* [EXERCISE TASK] Locate each line in the data below that contains the word "pillow", and copy those lines.

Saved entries
◆ ◆ ◆ ◆

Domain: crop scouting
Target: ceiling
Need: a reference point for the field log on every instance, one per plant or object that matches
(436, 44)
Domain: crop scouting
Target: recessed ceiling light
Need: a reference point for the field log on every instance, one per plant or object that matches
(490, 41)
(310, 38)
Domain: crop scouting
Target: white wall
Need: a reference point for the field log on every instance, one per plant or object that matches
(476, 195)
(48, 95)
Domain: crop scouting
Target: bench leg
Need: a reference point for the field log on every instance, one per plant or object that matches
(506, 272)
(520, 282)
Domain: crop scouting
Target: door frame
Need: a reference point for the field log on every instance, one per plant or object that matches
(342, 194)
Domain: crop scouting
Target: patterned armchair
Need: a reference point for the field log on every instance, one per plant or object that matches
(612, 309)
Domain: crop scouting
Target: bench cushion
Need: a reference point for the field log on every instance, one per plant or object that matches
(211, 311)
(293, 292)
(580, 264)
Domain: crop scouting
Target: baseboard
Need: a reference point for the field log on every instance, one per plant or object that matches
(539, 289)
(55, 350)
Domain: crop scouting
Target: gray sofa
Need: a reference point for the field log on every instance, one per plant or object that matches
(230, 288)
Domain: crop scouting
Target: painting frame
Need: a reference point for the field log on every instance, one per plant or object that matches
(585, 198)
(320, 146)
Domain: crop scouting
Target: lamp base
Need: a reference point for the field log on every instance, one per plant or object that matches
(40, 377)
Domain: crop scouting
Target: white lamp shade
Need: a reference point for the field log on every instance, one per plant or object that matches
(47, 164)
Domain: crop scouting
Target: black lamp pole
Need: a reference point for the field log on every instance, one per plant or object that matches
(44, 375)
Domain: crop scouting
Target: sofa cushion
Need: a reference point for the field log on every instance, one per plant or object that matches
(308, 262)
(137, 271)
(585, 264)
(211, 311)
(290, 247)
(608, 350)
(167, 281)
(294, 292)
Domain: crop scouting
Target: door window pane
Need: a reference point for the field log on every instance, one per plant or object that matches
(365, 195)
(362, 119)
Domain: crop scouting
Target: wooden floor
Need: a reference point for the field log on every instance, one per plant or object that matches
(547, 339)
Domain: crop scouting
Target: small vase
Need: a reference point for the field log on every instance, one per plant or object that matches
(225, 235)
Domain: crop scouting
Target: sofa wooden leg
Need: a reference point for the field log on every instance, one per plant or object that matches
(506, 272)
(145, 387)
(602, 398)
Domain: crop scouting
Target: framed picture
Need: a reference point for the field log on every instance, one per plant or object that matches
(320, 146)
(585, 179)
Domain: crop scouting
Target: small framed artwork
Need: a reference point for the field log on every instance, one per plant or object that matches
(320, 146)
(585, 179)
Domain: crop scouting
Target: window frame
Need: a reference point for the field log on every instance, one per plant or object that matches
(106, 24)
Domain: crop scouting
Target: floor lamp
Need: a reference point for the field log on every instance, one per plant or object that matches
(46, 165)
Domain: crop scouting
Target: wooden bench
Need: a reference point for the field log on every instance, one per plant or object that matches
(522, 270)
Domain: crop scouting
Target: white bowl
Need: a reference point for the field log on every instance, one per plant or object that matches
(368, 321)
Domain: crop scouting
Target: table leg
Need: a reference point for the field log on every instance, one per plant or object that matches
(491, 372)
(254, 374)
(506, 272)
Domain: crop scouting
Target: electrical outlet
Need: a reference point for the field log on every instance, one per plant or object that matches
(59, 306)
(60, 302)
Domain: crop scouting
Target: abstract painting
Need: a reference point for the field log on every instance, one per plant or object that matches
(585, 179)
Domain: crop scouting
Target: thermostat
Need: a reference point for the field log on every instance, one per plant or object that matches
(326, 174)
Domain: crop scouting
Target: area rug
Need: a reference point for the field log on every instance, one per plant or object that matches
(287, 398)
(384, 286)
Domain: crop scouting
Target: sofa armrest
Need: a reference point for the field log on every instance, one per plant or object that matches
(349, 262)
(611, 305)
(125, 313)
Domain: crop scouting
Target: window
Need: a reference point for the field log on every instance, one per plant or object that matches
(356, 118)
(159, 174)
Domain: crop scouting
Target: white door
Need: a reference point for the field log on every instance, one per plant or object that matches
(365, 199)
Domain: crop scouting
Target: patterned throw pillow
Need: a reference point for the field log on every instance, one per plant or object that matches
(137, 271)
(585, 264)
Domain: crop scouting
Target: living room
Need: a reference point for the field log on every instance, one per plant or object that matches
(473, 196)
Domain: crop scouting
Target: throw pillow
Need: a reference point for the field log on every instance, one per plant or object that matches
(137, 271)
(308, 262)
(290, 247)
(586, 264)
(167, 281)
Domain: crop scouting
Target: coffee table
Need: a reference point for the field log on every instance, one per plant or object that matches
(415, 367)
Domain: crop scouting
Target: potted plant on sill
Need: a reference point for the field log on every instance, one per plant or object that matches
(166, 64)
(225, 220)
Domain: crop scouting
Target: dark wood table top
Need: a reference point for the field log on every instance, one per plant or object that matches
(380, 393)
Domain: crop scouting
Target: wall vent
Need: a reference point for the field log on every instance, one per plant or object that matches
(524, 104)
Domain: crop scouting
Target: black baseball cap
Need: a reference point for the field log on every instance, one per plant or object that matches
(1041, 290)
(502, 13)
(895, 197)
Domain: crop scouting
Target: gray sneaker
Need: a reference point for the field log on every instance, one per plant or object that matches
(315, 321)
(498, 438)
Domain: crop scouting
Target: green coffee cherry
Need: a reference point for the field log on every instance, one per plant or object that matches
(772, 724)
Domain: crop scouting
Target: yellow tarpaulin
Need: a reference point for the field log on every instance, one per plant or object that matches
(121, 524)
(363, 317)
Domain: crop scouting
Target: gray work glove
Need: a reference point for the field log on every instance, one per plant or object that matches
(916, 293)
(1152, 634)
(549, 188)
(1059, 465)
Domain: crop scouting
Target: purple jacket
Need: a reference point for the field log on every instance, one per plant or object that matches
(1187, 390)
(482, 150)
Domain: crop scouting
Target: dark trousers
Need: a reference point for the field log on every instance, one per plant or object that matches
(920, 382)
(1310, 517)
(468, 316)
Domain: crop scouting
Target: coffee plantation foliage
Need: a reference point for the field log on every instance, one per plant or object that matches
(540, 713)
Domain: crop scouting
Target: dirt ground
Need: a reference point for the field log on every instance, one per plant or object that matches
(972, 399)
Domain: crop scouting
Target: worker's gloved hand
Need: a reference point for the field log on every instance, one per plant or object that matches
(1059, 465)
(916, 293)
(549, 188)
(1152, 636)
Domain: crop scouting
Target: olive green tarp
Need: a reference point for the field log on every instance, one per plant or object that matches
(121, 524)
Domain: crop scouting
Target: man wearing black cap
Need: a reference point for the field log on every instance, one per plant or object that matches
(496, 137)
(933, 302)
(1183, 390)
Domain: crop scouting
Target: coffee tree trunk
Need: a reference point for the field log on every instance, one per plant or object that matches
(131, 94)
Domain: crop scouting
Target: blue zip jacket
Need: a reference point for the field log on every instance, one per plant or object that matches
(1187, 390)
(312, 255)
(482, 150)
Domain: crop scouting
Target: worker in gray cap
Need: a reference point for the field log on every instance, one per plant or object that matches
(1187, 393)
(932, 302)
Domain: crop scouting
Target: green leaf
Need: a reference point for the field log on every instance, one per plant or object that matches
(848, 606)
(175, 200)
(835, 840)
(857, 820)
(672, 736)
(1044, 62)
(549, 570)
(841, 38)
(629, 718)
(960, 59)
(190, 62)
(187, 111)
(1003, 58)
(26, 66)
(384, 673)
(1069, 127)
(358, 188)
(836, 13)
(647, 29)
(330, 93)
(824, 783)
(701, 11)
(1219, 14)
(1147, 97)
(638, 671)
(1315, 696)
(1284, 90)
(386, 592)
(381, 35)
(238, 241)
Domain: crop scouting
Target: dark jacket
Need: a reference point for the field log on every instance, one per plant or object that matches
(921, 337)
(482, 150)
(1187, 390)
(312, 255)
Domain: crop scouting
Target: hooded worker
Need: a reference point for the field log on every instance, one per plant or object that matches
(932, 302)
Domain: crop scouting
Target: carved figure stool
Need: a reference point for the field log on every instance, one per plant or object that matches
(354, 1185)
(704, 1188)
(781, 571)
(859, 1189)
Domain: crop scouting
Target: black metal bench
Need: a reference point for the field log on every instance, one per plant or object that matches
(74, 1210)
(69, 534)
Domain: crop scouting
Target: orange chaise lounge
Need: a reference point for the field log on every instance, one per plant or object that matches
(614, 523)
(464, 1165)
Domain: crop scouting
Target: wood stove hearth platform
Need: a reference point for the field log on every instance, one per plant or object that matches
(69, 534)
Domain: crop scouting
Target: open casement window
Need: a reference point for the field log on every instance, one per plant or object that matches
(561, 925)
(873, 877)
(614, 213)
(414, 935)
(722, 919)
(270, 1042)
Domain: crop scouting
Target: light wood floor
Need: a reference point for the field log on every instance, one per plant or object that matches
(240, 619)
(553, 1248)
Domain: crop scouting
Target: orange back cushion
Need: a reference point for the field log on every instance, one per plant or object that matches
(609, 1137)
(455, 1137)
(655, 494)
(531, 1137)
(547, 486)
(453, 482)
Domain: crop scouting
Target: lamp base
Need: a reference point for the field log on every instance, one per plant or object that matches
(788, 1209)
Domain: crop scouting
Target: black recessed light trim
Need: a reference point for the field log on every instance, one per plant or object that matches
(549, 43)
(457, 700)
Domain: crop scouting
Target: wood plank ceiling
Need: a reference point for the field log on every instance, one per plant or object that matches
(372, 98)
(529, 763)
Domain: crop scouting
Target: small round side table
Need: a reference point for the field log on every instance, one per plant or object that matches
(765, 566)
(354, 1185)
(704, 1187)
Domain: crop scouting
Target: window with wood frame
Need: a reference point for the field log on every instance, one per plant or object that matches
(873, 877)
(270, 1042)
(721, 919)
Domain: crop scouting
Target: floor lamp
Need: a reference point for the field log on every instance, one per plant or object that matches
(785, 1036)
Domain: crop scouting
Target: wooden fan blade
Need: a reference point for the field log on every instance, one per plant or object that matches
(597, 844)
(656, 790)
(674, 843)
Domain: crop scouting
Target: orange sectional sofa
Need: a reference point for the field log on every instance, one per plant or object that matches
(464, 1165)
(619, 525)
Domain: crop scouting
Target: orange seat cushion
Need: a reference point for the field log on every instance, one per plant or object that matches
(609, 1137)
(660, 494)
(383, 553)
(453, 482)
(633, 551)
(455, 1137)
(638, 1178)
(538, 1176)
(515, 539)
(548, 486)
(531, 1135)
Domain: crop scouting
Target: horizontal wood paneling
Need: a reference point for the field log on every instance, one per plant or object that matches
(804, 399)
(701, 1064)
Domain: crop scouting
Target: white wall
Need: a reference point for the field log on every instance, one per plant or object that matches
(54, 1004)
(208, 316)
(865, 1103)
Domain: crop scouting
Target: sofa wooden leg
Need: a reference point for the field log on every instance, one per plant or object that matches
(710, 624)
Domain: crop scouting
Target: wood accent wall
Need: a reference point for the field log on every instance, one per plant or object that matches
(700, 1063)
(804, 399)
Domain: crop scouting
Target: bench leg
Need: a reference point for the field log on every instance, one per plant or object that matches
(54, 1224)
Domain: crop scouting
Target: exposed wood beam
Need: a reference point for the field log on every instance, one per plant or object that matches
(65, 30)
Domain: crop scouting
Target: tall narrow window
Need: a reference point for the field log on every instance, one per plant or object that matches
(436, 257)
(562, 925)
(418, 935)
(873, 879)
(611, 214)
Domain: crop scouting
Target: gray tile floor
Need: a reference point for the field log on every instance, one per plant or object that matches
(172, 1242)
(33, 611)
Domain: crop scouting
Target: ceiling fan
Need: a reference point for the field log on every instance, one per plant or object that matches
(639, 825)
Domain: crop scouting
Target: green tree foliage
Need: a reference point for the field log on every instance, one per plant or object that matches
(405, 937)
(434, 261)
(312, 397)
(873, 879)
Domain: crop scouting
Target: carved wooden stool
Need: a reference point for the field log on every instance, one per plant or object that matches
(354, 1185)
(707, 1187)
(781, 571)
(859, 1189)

◆ ◆ ◆ ◆

* [COMPLETE RESPONSE]
Target: patterned throw pillow
Target: throw pillow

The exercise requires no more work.